[DATA LISTING — start]
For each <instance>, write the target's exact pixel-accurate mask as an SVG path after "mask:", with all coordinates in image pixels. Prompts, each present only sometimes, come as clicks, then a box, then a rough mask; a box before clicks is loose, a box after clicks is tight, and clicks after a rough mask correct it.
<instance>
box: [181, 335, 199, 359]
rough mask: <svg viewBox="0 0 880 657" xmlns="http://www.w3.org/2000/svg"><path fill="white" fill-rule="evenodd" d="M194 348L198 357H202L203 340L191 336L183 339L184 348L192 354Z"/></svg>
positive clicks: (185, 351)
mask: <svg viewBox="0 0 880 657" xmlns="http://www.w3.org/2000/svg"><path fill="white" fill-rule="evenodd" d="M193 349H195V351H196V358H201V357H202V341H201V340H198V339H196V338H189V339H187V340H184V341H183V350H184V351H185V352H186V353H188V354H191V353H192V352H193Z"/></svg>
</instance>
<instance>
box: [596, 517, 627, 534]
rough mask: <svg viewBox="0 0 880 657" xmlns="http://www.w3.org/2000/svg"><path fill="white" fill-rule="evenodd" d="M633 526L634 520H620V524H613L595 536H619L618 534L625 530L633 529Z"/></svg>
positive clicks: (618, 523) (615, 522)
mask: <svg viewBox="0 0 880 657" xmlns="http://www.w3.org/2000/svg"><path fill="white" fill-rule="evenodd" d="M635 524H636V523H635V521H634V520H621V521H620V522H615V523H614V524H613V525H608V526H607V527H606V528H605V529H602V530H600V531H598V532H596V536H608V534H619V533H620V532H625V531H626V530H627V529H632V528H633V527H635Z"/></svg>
[DATA LISTING — finish]
[DATA LISTING — start]
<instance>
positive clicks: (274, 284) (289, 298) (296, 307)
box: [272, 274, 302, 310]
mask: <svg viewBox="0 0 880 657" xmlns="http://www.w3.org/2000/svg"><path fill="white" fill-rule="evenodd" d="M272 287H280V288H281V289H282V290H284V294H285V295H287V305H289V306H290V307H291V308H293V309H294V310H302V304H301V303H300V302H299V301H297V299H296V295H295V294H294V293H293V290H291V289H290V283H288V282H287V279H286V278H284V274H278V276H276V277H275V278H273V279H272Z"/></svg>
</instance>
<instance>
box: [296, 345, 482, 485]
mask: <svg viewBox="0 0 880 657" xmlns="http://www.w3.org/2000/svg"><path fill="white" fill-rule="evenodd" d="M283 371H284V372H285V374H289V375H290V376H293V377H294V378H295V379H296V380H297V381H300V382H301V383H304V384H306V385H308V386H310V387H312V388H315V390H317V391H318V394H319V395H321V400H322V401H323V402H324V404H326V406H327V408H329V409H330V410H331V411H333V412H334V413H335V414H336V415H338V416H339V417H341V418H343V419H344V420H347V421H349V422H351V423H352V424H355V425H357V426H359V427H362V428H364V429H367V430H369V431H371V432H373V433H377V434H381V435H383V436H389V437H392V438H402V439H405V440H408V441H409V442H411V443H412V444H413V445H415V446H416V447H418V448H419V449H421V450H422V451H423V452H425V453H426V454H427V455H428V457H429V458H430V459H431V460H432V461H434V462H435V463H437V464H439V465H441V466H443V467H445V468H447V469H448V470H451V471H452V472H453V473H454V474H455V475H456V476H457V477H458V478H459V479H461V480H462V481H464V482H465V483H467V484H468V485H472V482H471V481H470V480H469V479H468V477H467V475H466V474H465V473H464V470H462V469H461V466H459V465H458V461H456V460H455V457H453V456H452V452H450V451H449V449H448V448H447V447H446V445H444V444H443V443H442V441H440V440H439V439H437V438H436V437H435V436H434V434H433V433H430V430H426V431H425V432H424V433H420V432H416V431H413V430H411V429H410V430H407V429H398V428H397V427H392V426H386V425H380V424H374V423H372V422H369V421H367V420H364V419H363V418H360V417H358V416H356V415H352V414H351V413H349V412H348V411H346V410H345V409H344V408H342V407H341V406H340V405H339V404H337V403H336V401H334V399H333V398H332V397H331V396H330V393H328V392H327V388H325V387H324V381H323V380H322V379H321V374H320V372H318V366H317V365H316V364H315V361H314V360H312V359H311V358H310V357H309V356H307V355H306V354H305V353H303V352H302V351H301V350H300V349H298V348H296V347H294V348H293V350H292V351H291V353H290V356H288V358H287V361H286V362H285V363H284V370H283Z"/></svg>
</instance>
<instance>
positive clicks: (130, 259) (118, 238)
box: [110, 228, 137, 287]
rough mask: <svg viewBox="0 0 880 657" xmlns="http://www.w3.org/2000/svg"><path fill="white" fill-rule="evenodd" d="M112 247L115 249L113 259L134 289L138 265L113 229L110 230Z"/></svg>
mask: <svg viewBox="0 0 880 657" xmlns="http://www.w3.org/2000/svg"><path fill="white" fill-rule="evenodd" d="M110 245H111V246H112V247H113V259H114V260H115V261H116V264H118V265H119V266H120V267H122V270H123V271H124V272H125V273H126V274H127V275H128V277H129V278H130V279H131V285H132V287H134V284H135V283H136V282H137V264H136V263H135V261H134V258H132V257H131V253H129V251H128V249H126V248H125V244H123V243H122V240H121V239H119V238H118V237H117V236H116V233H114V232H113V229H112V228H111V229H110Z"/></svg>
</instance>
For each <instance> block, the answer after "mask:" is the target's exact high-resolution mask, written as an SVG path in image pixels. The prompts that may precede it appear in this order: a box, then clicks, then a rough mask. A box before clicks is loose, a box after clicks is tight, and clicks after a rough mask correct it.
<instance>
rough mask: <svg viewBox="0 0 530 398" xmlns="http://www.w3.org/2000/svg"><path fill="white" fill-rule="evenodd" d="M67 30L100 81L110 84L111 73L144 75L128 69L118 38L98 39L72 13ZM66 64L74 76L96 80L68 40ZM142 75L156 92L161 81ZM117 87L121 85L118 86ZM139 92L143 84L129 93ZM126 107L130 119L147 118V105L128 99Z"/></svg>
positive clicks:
[DATA LISTING — finish]
[TASK DETAILS]
Pull out every line of the listing above that contains the word "loose".

[SOLVED EXERCISE]
For each <instance>, write the target's exact pixel-accurate mask as an SVG path after "mask:", with all coordinates in image pixels. Prompts, each present only sometimes, come as clicks, then a box, then a rough mask; a box before clicks is loose, a box after clicks is tight, and clicks after a rough mask correct it.
For each <instance> block, the answer after "mask:" is the target's exact high-resolution mask, written as an SVG path in image pixels. The prompts that may precede it appear in this order: a box, then clicks, then a rough mask. A box before clicks is loose, a box after clicks is tight, and clicks after a rough mask correct it.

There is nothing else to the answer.